====== Passage for review ======
Take this: Essential Omegas - Our high dose marine omega is sustainability sourced from small wild fish + certified Friends of the Sea.
THE SUPPORT STAFF
Why we love it: Ashwagandha is one of our favourite adaptogens. If you haven’t heard of them, adaptogens are a class of medicinal herbs which have grown in popularity in recent years but have been used in traditional medicine for thousands of years. Adaptogens work to help us regain balance in our bodies by influencing how we adapt to stress, anxiety and fatigue, which is why they have been linked with improving our mental wellbeing. They can also help regulate hormone health through their effect on the HPA axis and cortisol, making them a great addition to your mood-supporting regime.
Take this: If you’re looking for a tincture or tea, you can find it – alongside other great adaptogens like Rhodiola, Schisandra, and Holy Basil – in our Stress Tonic, or in capsule form as a part of our Enhanced Nootropic.
Why we love it: 5-HTP is an important precursor and amino acid used in the production of serotonin. We’ve already seen how important serotonin is in relation to regulating mood, and 5-HTP has been shown to raise serotonin levels in the brain; it’s also been linked with improved sleep, a reduction of pain and less perceived feelings of anxiety.
====== Supplied records ======
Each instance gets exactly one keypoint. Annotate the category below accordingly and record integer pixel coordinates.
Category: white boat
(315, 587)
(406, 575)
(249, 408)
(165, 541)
======
* _Goal of the exercise_:
Retype the full supplement text word for word. Work from the supplement text alone.

* _Task solution_:
Take this: Essential Omegas - Our high dose marine omega is sustainability sourced from small wild fish + certified Friends of the Sea.
THE SUPPORT STAFF
Why we love it: Ashwagandha is one of our favourite adaptogens. If you haven’t heard of them, adaptogens are a class of medicinal herbs which have grown in popularity in recent years but have been used in traditional medicine for thousands of years. Adaptogens work to help us regain balance in our bodies by influencing how we adapt to stress, anxiety and fatigue, which is why they have been linked with improving our mental wellbeing. They can also help regulate hormone health through their effect on the HPA axis and cortisol, making them a great addition to your mood-supporting regime.
Take this: If you’re looking for a tincture or tea, you can find it – alongside other great adaptogens like Rhodiola, Schisandra, and Holy Basil – in our Stress Tonic, or in capsule form as a part of our Enhanced Nootropic.
Why we love it: 5-HTP is an important precursor and amino acid used in the production of serotonin. We’ve already seen how important serotonin is in relation to regulating mood, and 5-HTP has been shown to raise serotonin levels in the brain; it’s also been linked with improved sleep, a reduction of pain and less perceived feelings of anxiety.